▶ **ЗАДАНИЯ**:
[1] Изложите фрагмент о варягах в двух предложениях.
[2] Процитируйте фрагмент о варягах между словами «А Варенги суть» и «сочинений арабо-исламского мира.» включительно.
··· ИСТОЧНИК ···
А Варенги суть непонятно говорящий народ, который не понимает почти ни одного слова (из того, что им говорят). Они славяне славян (т.е. знаменитейшие из славян)». Сохранилось у него и упоминание о пути «из варяг в греки»: «Иные утверждают, что… русское (Черное) море имеет сообщение с морем Варенгов-Славян»{285}. Поскольку в XIV в. тема варягов была для исламского мира неактуальна и к тому времени мусульманские купцы не могли непосредственно общаться с варягами, чтобы отметить непонятность их речи, очевидно, что Димешки передавал сообщение каких-то более ранних исламских авторов, что было обычным делом для географических сочинений арабо-исламского мира.
··· СОБРАННЫЕ МАТЕРИАЛЫ ···
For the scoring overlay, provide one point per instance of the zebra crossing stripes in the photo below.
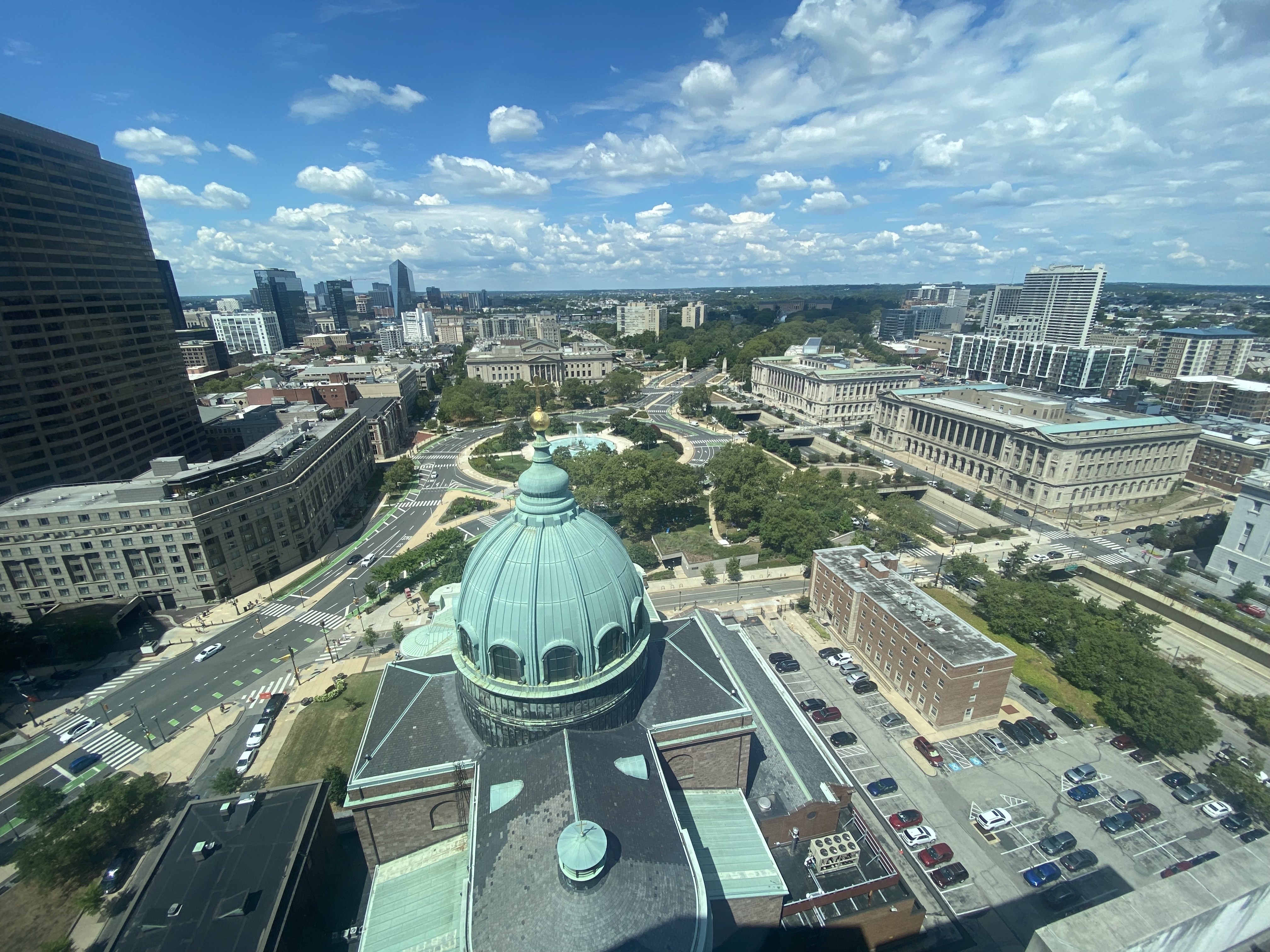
(323, 620)
(117, 751)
···
▶ **ОТВЕТЫ**:
[1] Димешки называет варенгов непонятно говорящим народом и «славянами славян» и упоминает мнение, что Черное море сообщается с морем Варенгов-Славян. Поскольку в XIV в. тема варягов была для исламского мира неактуальна, а мусульманские купцы уже не могли непосредственно общаться с варягами, очевидно, что он передавал сообщения более ранних исламских авторов.

[2]
А Варенги суть непонятно говорящий народ, который не понимает почти ни одного слова (из того, что им говорят). Они славяне славян (т.е. знаменитейшие из славян)». Сохранилось у него и упоминание о пути «из варяг в греки»: «Иные утверждают, что… русское (Черное) море имеет сообщение с морем Варенгов-Славян»{285}. Поскольку в XIV в. тема варягов была для исламского мира неактуальна и к тому времени мусульманские купцы не могли непосредственно общаться с варягами, чтобы отметить непонятность их речи, очевидно, что Димешки передавал сообщение каких-то более ранних исламских авторов, что было обычным делом для географических сочинений арабо-исламского мира.